-- START OF DATA ENTRIES --

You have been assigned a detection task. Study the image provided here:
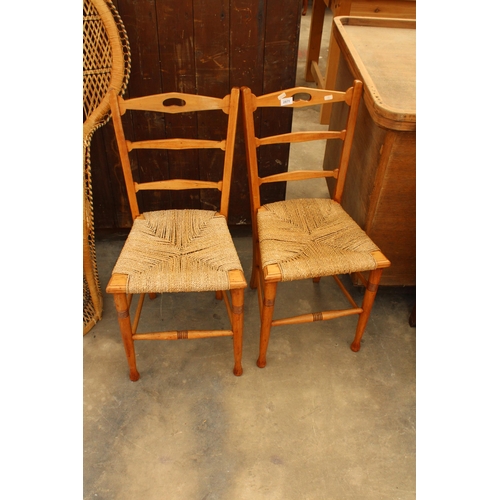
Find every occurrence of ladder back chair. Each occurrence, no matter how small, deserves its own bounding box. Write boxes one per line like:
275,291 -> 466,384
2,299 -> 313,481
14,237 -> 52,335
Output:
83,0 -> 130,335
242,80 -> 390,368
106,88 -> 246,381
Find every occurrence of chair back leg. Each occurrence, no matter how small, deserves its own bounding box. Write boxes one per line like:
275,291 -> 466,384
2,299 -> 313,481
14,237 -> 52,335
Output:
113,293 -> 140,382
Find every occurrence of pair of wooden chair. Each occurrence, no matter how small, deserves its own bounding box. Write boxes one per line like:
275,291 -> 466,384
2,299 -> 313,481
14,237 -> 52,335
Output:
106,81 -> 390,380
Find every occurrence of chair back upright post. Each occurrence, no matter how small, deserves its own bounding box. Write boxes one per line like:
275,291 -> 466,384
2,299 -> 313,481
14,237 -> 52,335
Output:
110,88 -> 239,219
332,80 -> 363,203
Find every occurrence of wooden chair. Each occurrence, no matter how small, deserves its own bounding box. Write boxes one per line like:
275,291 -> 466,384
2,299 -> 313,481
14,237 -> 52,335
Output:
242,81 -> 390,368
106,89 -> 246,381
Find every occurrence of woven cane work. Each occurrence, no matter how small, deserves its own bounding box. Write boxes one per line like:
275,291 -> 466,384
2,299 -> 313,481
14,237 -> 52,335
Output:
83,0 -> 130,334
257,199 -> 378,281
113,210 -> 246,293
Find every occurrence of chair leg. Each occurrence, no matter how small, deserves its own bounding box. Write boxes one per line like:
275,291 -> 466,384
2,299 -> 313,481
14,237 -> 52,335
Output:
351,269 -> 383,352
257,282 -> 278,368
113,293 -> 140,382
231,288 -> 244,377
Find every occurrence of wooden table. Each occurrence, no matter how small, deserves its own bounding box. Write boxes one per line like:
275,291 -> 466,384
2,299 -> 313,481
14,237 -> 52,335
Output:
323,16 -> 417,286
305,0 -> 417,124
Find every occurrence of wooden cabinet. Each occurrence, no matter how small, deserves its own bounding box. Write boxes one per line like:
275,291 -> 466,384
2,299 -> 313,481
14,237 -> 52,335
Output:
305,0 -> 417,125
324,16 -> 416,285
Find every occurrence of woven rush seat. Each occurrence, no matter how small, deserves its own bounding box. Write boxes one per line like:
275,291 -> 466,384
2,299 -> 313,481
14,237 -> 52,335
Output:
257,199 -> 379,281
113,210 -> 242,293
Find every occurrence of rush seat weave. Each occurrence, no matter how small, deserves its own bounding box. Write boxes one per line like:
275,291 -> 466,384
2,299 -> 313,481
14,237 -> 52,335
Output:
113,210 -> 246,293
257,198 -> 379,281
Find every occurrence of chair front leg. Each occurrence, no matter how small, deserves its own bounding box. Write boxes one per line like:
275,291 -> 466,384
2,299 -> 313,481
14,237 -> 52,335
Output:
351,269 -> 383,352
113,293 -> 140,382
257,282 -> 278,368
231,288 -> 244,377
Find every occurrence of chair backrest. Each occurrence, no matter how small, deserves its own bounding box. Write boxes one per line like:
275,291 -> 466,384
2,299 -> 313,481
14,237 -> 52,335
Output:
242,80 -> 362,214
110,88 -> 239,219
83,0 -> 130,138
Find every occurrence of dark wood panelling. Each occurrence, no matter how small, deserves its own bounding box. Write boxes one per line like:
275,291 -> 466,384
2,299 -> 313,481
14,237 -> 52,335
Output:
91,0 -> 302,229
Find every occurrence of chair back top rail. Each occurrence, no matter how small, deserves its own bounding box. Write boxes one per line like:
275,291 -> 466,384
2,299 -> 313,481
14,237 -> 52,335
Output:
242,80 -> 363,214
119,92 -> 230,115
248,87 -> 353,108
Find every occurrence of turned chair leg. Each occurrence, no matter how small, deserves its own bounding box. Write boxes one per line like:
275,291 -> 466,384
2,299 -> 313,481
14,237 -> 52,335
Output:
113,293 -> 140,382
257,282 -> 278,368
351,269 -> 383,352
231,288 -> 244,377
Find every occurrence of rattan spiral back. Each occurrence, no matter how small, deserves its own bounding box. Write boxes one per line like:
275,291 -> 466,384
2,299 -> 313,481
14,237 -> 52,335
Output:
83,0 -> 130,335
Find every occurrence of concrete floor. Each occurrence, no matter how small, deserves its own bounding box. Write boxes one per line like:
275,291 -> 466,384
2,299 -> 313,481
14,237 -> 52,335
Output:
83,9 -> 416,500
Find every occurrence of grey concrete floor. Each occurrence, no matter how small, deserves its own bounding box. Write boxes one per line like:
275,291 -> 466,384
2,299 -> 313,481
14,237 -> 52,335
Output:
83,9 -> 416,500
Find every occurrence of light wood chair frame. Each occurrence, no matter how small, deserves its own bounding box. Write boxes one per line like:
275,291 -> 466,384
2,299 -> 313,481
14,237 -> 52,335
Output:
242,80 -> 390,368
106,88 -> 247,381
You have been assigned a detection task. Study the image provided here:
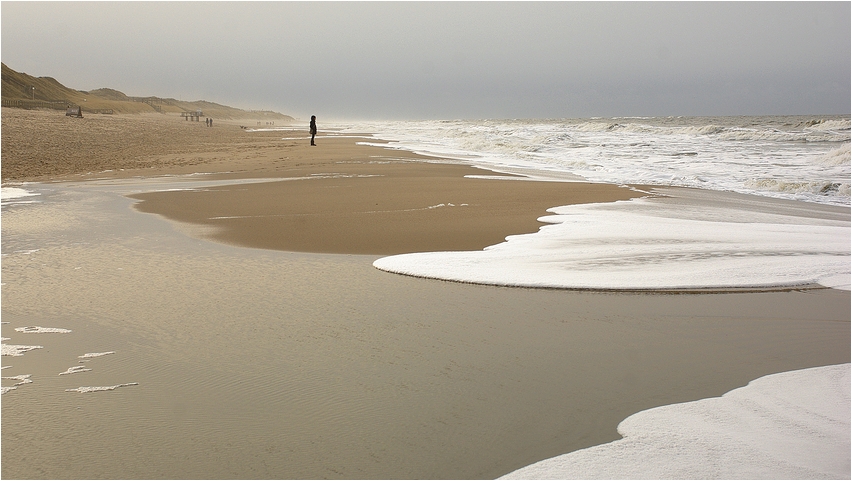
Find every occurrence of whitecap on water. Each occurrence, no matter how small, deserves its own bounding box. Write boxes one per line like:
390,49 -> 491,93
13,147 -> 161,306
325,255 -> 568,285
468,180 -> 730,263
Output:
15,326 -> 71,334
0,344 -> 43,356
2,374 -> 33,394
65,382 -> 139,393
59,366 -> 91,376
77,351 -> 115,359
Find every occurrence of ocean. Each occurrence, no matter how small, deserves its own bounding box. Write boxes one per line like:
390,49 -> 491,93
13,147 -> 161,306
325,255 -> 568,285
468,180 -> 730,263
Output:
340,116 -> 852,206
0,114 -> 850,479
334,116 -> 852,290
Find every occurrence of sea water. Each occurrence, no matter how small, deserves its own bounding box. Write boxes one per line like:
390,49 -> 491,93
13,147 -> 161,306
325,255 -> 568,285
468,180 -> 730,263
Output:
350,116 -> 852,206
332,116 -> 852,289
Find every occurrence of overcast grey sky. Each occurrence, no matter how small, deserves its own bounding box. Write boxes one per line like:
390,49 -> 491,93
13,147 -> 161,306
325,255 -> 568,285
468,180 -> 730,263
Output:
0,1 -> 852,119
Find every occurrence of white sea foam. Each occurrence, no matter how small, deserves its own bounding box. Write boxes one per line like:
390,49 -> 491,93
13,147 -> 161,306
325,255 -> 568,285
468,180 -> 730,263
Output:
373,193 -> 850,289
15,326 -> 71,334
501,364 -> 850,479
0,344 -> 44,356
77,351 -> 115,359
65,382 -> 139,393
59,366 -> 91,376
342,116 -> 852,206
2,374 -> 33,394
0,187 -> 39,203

-- END OF DATA ENTRIES --

# WHAT YOU SHOULD DO
Could you render every line of the records above as a numbered list, skipping any blank lines and leaving out the pictures?

# EXPECTED ANSWER
1. You have been assigned a detection task. Study the image provided here:
2. Find every occurrence of ladder back chair. Each occurrence, no matter how small, deserves its own bounding box. Write boxes one per line like:
3. 275,291 -> 466,384
4. 2,299 -> 313,481
5. 14,237 -> 52,335
6. Output:
7. 83,0 -> 130,335
8. 242,80 -> 390,368
9. 106,88 -> 246,381
10. Find every occurrence of chair back leg. Each occurrence, no matter how small, deserves its own bounding box. Write boxes one per line like:
11. 275,291 -> 466,384
12. 2,299 -> 313,481
13. 14,237 -> 52,335
14. Output:
15. 113,293 -> 140,382
16. Find every occurrence of pair of wooden chair. Each occurrence, no matter how small, deserves its own bounding box. Write boxes one per line like:
17. 275,291 -> 466,384
18. 2,299 -> 313,481
19. 14,237 -> 52,335
20. Output:
21. 106,81 -> 390,380
22. Find every occurrence of chair back upright post. Each occurrence, no matter how small, deserves its own bounding box. Write boxes one per line like:
23. 275,291 -> 466,384
24. 2,299 -> 313,481
25. 14,237 -> 52,335
26. Output:
27. 110,88 -> 239,219
28. 332,80 -> 363,203
29. Find every occurrence of wooden chair. Each occurrence, no matter how small, deserves its own bounding box. Write boxes one per line like:
30. 275,291 -> 466,384
31. 2,299 -> 313,481
32. 14,237 -> 52,335
33. Output:
34. 242,81 -> 390,368
35. 106,89 -> 246,381
36. Find every occurrence of woven cane work. Each occurrence, no matter how small, deserves its own bounding box. Write boxes one per line like:
37. 275,291 -> 466,384
38. 2,299 -> 313,481
39. 14,237 -> 52,335
40. Output:
41. 83,0 -> 130,334
42. 257,199 -> 378,281
43. 113,210 -> 246,293
44. Find every occurrence of chair leg. Each occurrence, no matter how small, deserves its own bounding box. Write boxes one per line like:
45. 275,291 -> 466,384
46. 2,299 -> 313,481
47. 14,237 -> 52,335
48. Output:
49. 351,269 -> 383,352
50. 257,282 -> 278,368
51. 113,293 -> 140,382
52. 231,288 -> 244,377
53. Find every occurrence of wooden table. Each occurrence, no matter how small, deserves its own bounding box. Write boxes one per line like:
54. 275,291 -> 466,384
55. 2,299 -> 313,481
56. 14,237 -> 52,335
57. Output:
58. 323,16 -> 417,286
59. 305,0 -> 417,124
60. Find every occurrence of wooden cabinet. Each occurrence, no matter how small, deserves its own bounding box. Write boxes one per line like:
61. 275,291 -> 466,384
62. 2,299 -> 313,481
63. 14,237 -> 52,335
64. Output:
65. 305,0 -> 417,125
66. 324,16 -> 416,285
67. Find every occurrence of woven rush seat. Each occurrence, no matter how small, deserves its own bounding box. Write boxes one per line like:
68. 275,291 -> 466,384
69. 2,299 -> 313,481
70. 14,237 -> 52,335
71. Output:
72. 257,199 -> 379,281
73. 113,210 -> 242,293
74. Find every occurrence of rush seat weave. Each occurrence, no matter how small, deserves its own bounding box. Write boxes one per line like:
75. 275,291 -> 466,384
76. 2,299 -> 313,481
77. 14,237 -> 52,335
78. Output:
79. 113,210 -> 246,293
80. 257,198 -> 379,281
81. Find every occurrence of chair front leg. Each occurrence, no matter how small, deserves its own bounding box. Write boxes one per line like:
82. 275,291 -> 466,384
83. 2,299 -> 313,481
84. 14,237 -> 52,335
85. Output:
86. 351,269 -> 383,352
87. 113,293 -> 140,382
88. 257,282 -> 278,368
89. 231,288 -> 244,377
90. Find every occurrence of chair backrest. Each occurrence, no matter how small, deserves its own bounding box. Write boxes one per line like:
91. 275,291 -> 466,384
92. 2,299 -> 313,481
93. 14,237 -> 52,335
94. Output:
95. 242,80 -> 362,214
96. 110,88 -> 239,219
97. 83,0 -> 130,138
98. Find every occurrence of dark wood panelling. Each occurrence, no matter how small, deserves its own bounding box. Write boxes one per line like:
99. 275,291 -> 466,384
100. 2,299 -> 313,481
101. 14,237 -> 52,335
102. Output:
103. 91,0 -> 302,229
104. Find every occurrence of chair back top rail. Each occurrence, no matter how small, deserves its own bounding box. Write boxes one per line like:
105. 275,291 -> 466,384
106. 2,299 -> 313,481
107. 14,237 -> 52,335
108. Output:
109. 242,80 -> 363,214
110. 119,92 -> 230,115
111. 248,87 -> 353,108
112. Find every occurrence of turned chair leg. Each occurrence, no matter how small, deserves its own bounding box. Write boxes one per line like:
113. 275,291 -> 466,384
114. 2,299 -> 313,481
115. 14,237 -> 52,335
116. Output:
117. 113,293 -> 140,382
118. 257,282 -> 278,368
119. 351,269 -> 383,352
120. 231,288 -> 244,377
121. Find every occurrence of rattan spiral back. Each occurrence, no matter how small, deserves its own bounding box. Write boxes one per line like:
122. 275,291 -> 466,384
123. 2,299 -> 313,481
124. 14,237 -> 52,335
125. Output:
126. 83,0 -> 130,335
127. Find every occurrence of concrete floor. Each occurrence, no matter how small, deserves its own bounding box. Write boxes one per line like:
128. 275,291 -> 466,384
129. 2,299 -> 313,481
130. 14,237 -> 52,335
131. Output:
132. 83,9 -> 416,500
133. Find every occurrence of grey concrete floor. Each occurrence, no matter how small, deserves its own bounding box. Write boxes one per line like:
134. 275,291 -> 466,384
135. 2,299 -> 313,481
136. 14,237 -> 52,335
137. Output:
138. 83,9 -> 416,500
139. Find every occurrence of light wood chair frame. Each occurrence, no matter how small, deserves its own bounding box. Write boxes one per line like:
140. 275,291 -> 466,384
141. 2,299 -> 313,481
142. 14,237 -> 52,335
143. Output:
144. 242,80 -> 390,368
145. 106,88 -> 247,381
146. You have been assigned a detection task. Study the image provided here:
147. Find every occurrence of whitecap on water. Each occurrence, no matter how small, deserves its own bounding box. Write boxes one per line like:
148. 390,49 -> 491,93
149. 13,147 -> 161,306
150. 325,255 -> 568,285
151. 468,180 -> 730,263
152. Output:
153. 15,326 -> 71,334
154. 0,344 -> 43,356
155. 2,374 -> 33,394
156. 65,382 -> 139,393
157. 59,366 -> 91,376
158. 77,351 -> 115,359
159. Find every occurrence of ocean. Each occurrence, no matter how small, deserves its own bounding box. Write boxes one per line like:
160. 390,49 -> 491,93
161. 13,147 -> 161,306
162. 325,255 -> 568,285
163. 468,180 -> 730,263
164. Output:
165. 340,116 -> 852,206
166. 0,114 -> 850,479
167. 334,116 -> 852,290
168. Find every occurrence of sea water. Each occurrence, no matter how small, deserves its own bounding box. Write boxes one per line like:
169. 390,49 -> 491,93
170. 13,147 -> 161,306
171. 325,255 -> 568,285
172. 468,180 -> 730,263
173. Output:
174. 350,116 -> 852,206
175. 332,116 -> 852,289
176. Find every occurrence of overcast grey sky. Each occurrence, no matter how small, deserves its own bounding box. Write boxes one per line like:
177. 390,49 -> 491,93
178. 13,147 -> 161,306
179. 325,255 -> 568,285
180. 468,180 -> 730,263
181. Output:
182. 0,1 -> 852,119
183. Find every occurrence of white sea foam. Each occurrence, no matter how small, deserves its own bounding box. Write boxes one per line like:
184. 390,49 -> 491,93
185. 13,147 -> 161,306
186. 325,255 -> 568,285
187. 468,180 -> 730,263
188. Output:
189. 373,193 -> 850,289
190. 15,326 -> 71,334
191. 501,364 -> 850,479
192. 0,344 -> 44,356
193. 77,351 -> 115,359
194. 65,382 -> 139,393
195. 59,366 -> 91,376
196. 342,116 -> 852,206
197. 2,374 -> 33,394
198. 0,187 -> 39,203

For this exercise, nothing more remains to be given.